◆ **Work request**
Summarize the text below on why women are drawn to the New Age movement in two sentences.

◆ **Selected extract**
--*--
Woodhead (2007) suggested women are more attracted to New Age Movements because they experience double alienation in the family…. they family fails to give them a sense of occupational identity, and they feel dissatisfied with their limited role as housewife and caregiver. New age movements offer a chance for self-exploration and can provide women with a sense of identity and self worth. (However this position has been criticized – forthcoming post).
For example, some elements of the New age encourage women to express their ‘authentic’ selves, rather than trying to reinforce their traditional socially constructed female roles as mothers and housewives.
However, at the same time, the New Age ALSO celebrates many positive aspects of femininity, such as subjective experiences, intuition and emotion, and this may also appeal to women much more than men.
The New Age movement may appeal especially to middle class women, stay at home mums, who have the time and the money to be able access the rather expensive and various New Age therapies; and the new age is partly about health and healing.
Finally, there is also the fact that New Age Movement is mainly run by women, who primarily seem to market their products and services to other women.
Criticisms of the above theories
- The New Age Movement is tiny, very few people and thus very few people show any interest in it!
--*--
◆ **Extracted entries**
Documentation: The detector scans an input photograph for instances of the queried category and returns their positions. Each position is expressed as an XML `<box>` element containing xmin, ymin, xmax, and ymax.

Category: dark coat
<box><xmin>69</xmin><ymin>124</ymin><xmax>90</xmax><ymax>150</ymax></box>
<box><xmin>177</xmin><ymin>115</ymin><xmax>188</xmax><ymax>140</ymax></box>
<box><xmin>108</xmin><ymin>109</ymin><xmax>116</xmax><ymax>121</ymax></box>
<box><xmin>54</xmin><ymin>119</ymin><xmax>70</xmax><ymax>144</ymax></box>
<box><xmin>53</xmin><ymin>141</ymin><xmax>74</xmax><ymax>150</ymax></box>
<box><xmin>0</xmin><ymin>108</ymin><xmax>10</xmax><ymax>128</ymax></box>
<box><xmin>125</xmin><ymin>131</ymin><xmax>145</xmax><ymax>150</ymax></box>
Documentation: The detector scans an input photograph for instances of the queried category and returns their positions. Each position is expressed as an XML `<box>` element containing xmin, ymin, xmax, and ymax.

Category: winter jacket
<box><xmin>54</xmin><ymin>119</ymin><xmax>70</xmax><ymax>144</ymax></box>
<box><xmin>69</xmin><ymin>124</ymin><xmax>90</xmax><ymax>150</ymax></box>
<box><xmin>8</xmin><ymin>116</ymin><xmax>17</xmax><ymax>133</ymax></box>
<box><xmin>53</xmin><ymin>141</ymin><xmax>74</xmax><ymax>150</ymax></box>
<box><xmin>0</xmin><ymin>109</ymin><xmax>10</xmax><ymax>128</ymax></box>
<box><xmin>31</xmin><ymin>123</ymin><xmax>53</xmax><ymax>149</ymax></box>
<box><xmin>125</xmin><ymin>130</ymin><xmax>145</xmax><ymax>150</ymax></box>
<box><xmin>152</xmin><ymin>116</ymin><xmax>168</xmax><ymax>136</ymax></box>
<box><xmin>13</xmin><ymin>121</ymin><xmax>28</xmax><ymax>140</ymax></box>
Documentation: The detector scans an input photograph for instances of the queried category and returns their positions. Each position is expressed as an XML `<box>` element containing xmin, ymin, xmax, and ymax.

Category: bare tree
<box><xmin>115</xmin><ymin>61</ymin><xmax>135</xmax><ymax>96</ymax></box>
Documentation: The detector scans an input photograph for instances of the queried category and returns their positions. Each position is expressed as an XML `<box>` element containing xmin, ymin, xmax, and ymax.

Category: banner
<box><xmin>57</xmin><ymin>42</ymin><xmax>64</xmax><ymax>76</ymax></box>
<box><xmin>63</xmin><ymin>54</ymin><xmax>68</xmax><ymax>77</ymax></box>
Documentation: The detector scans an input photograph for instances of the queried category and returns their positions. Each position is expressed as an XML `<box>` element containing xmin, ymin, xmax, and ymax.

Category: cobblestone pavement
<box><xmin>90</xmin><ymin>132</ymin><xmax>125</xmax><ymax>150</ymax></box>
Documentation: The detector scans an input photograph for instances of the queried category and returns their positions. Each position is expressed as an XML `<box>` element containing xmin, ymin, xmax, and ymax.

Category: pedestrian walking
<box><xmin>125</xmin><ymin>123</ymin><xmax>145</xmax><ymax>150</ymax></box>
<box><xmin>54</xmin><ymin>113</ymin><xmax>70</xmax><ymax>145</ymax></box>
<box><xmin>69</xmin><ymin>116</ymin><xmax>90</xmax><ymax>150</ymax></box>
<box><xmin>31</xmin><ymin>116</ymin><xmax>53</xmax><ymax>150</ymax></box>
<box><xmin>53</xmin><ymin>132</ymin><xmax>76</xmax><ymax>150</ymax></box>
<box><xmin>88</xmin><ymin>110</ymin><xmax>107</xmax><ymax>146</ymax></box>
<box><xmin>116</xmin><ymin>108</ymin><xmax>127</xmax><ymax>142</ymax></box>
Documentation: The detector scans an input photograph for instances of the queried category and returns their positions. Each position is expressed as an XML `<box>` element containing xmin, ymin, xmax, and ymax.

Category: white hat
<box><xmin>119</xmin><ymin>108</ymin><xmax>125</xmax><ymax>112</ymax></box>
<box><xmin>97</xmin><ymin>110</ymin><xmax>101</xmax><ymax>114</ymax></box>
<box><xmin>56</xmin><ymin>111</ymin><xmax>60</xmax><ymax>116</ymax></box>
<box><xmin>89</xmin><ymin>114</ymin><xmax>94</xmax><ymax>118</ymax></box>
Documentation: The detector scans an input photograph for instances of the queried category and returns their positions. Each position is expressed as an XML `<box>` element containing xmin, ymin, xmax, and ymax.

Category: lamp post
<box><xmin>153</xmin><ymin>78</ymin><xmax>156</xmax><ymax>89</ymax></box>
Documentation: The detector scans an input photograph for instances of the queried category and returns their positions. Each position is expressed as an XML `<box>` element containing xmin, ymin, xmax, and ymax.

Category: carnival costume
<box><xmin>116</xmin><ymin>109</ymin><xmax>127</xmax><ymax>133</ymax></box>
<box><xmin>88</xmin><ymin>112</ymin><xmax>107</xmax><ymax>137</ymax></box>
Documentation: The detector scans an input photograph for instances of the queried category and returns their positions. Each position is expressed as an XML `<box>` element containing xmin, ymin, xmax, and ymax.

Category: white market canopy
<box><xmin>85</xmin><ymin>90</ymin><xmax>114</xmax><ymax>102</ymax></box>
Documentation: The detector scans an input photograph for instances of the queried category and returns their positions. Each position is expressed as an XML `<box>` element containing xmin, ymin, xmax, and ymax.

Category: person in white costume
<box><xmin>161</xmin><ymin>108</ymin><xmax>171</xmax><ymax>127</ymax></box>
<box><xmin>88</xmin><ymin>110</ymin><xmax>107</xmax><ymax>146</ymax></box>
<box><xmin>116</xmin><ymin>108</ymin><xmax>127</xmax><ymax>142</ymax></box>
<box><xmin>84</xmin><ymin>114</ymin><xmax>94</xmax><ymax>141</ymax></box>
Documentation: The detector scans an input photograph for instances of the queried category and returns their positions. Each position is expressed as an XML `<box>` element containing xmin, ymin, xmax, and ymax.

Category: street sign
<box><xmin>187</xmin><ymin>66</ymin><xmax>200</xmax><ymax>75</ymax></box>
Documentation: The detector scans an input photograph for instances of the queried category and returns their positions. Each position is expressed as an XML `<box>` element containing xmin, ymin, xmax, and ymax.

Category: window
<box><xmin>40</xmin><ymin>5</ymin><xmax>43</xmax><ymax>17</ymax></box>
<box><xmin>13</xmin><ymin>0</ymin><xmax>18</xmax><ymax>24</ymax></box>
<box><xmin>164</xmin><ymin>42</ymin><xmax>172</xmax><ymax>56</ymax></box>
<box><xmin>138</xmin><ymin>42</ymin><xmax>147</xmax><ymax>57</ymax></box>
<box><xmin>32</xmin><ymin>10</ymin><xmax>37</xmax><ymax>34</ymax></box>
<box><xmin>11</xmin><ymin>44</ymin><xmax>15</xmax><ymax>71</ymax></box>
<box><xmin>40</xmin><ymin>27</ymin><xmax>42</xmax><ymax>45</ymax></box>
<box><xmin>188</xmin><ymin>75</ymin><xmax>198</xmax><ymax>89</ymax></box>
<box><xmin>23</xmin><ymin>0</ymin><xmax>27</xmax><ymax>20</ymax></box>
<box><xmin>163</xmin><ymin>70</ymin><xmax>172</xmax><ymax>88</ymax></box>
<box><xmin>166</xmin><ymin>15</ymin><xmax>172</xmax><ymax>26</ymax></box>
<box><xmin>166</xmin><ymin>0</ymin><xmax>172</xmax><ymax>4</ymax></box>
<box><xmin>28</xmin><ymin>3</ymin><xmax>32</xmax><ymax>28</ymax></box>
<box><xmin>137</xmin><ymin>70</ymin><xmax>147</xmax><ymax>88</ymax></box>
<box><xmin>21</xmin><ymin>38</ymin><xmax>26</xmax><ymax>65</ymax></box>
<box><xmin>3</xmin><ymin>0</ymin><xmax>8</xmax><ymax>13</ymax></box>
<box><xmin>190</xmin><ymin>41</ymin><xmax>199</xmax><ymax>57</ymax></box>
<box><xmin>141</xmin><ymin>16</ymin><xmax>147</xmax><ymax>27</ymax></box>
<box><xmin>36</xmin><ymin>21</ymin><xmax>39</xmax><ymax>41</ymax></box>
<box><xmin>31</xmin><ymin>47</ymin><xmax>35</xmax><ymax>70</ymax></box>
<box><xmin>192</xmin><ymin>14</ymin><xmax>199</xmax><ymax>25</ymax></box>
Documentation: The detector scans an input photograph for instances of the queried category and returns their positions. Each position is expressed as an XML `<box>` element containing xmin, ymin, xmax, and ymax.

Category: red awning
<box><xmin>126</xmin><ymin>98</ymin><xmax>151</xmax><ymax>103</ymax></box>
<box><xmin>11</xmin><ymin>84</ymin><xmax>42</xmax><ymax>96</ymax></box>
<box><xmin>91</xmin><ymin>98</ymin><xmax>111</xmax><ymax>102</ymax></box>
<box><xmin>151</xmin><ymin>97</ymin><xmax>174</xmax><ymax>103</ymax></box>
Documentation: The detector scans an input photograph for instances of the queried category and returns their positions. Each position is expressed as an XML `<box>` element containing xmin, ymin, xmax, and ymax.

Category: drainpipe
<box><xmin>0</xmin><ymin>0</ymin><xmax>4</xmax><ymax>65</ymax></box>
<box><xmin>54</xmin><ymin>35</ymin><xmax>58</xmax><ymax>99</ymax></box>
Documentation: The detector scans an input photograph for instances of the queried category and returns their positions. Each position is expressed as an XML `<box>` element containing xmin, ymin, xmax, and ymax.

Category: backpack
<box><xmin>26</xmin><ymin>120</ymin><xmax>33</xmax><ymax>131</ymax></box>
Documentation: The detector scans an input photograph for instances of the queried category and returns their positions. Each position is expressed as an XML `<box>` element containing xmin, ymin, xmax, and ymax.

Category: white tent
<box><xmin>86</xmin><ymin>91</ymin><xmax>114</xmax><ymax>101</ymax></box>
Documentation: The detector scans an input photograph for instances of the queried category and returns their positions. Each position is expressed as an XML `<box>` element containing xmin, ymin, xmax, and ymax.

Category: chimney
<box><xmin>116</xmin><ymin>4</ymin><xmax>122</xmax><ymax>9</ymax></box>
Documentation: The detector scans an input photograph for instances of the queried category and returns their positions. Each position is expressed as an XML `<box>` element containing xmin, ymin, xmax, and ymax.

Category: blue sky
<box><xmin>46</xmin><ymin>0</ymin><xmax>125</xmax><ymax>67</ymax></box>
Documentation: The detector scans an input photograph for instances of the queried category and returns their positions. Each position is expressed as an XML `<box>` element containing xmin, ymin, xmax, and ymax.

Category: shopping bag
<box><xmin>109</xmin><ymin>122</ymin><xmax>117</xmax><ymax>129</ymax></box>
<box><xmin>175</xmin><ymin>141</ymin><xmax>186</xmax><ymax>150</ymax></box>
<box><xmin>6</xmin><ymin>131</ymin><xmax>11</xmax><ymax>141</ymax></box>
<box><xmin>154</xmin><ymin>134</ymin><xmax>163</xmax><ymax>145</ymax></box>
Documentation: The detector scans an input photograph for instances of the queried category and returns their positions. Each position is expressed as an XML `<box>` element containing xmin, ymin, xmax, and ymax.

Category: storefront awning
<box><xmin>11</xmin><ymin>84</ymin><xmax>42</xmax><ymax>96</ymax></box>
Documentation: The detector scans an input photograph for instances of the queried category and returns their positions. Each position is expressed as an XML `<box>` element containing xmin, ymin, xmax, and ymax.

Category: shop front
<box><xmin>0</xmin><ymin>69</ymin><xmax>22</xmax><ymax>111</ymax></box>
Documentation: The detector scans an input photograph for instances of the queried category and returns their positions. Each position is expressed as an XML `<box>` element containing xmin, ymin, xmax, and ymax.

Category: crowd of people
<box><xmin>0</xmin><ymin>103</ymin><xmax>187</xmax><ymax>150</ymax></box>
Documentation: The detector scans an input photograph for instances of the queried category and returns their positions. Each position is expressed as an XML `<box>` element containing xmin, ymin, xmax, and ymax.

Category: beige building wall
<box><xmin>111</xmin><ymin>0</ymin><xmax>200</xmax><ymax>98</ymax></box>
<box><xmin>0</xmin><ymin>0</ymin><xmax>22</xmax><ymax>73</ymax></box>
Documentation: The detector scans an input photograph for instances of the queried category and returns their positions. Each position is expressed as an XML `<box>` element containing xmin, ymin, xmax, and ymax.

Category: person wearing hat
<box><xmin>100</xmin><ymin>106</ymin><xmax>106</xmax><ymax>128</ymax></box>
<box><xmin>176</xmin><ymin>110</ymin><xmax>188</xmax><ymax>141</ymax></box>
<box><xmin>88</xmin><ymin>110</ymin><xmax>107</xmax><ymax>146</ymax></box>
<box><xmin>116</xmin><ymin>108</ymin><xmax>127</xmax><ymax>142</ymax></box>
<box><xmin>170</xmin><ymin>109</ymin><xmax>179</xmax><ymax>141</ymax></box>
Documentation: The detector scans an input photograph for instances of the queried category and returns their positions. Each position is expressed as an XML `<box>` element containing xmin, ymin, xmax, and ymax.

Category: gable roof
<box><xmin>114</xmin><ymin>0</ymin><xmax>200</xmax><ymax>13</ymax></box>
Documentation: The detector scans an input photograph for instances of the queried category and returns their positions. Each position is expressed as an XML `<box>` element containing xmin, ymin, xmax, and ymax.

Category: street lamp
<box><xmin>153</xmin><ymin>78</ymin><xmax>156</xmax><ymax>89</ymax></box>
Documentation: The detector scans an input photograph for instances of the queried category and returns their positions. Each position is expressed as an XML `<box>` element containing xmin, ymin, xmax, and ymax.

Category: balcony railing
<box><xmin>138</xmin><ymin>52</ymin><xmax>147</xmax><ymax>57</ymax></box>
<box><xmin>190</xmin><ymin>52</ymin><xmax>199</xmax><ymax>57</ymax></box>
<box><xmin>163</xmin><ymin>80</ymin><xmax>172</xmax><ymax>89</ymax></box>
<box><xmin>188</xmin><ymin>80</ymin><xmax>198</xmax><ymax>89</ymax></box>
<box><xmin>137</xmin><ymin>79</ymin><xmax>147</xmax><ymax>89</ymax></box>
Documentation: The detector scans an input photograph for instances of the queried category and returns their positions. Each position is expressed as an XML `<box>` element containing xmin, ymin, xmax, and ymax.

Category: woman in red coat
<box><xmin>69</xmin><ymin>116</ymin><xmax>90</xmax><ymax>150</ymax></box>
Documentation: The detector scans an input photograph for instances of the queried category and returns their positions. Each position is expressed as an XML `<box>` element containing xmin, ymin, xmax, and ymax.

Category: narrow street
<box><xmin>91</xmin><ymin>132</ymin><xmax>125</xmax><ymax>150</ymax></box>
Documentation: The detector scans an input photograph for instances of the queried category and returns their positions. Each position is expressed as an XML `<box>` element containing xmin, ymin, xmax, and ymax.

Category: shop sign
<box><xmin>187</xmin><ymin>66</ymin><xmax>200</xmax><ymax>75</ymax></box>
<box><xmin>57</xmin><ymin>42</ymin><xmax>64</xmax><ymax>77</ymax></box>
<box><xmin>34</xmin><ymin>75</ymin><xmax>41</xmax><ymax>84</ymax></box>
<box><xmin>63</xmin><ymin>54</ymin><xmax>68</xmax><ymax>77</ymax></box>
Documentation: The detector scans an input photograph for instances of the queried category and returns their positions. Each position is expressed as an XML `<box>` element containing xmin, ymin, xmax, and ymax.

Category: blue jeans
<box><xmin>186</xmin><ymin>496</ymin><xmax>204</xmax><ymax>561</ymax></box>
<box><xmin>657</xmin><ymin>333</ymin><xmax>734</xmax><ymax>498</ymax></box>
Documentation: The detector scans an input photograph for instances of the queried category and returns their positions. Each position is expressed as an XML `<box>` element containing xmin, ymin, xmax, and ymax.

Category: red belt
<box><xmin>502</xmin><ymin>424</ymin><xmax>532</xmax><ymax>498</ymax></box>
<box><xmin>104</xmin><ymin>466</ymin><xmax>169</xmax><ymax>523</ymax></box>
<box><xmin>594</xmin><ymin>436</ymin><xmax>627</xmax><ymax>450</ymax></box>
--*--
◆ **Output for this exercise**
Woodhead (2007) suggested that women are more attracted to New Age movements because the family fails to give them an occupational identity, while these movements offer self-exploration and a sense of identity and self-worth. The movement may also appeal to women because it celebrates femininity through intuition and emotion, suits middle-class women who have the time and money for its therapies, and is mainly run by women who market to other women.